(EXERCISE SET)
A. List every kind of security or debt named in the commentary on the credit crisis.
B. Pick up the commentary on the credit crisis after its final sentence and keep writing.

(SELECTED PASSAGE)
******************************

Posted on 11/24/2007 6:05:40 PM PST by Travis McGee

Even experienced banker friends tell me that they think the worst of the US banking troubles are over and that things are slowly getting back to normal. What is lacking in their rosy optimism is the realization of the scale of the ongoing deterioration in credit markets globally, centered in the American asset-backed securities market, and especially in the market for CDOs—Collateralized Debt Obligations and CMOs—Collateralized Mortgage Obligations. By now every serious reader has heard the term “It’s a crisis in Sub-Prime US home mortgage debt.” What almost no one I know understands is that the Sub-Prime problem is but the tip of a colossal iceberg that is in a slow meltdown. I offer one recent example to illustrate my point that the “Financial Tsunami” is only beginning.

******************************

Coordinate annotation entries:

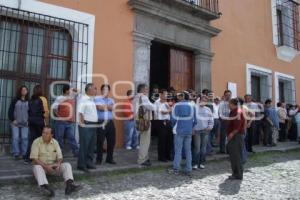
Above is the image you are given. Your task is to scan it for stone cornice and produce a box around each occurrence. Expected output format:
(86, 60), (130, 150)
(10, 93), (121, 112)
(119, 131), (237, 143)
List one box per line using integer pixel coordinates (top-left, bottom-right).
(128, 0), (221, 36)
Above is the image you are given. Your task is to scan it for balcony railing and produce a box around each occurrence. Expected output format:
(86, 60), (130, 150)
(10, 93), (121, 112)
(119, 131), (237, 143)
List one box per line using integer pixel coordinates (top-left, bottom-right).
(182, 0), (219, 14)
(276, 0), (300, 51)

******************************

(RESPONSE LIST)
A.
- asset-backed securities
- Collateralized Debt Obligations (CDOs)
- Collateralized Mortgage Obligations (CMOs)
- Sub-Prime US home mortgage debt

B.
Deutsche Bank got a hard shock a few days ago when a judge in the state of Ohio in the USA made a ruling that the bank had no legal right to foreclose on 14 homes whose owners had failed to keep current in their monthly mortgage payments. Now this might sound like small beer for Deutsche Bank, one of the world’s largest banks with over €1.1 trillion (Billionen) in assets worldwide. As Hilmar Kopper used to say, “peanuts.” It’s not at all peanuts, however, for the Anglo-Saxon banking world and its European allies like Deutsche Bank, BNP Paribas, Barclays Bank, HSBC or others. Why?

A US Federal Judge, C.A. Boyko in Federal District Court in Cleveland, Ohio ruled to dismiss a claim by Deutsche Bank National Trust Company. DB’s US subsidiary was seeking to take possession of 14 homes from Cleveland residents living in them, in order to claim the assets.

Here comes the hair in the soup. The Judge asked DB to show documents proving legal title to the 14 homes. DB could not. All DB attorneys could show was a document showing only an “intent to convey the rights in the mortgages.” They could not produce the actual mortgage, the heart of Western property rights since the Magna Charta if not longer.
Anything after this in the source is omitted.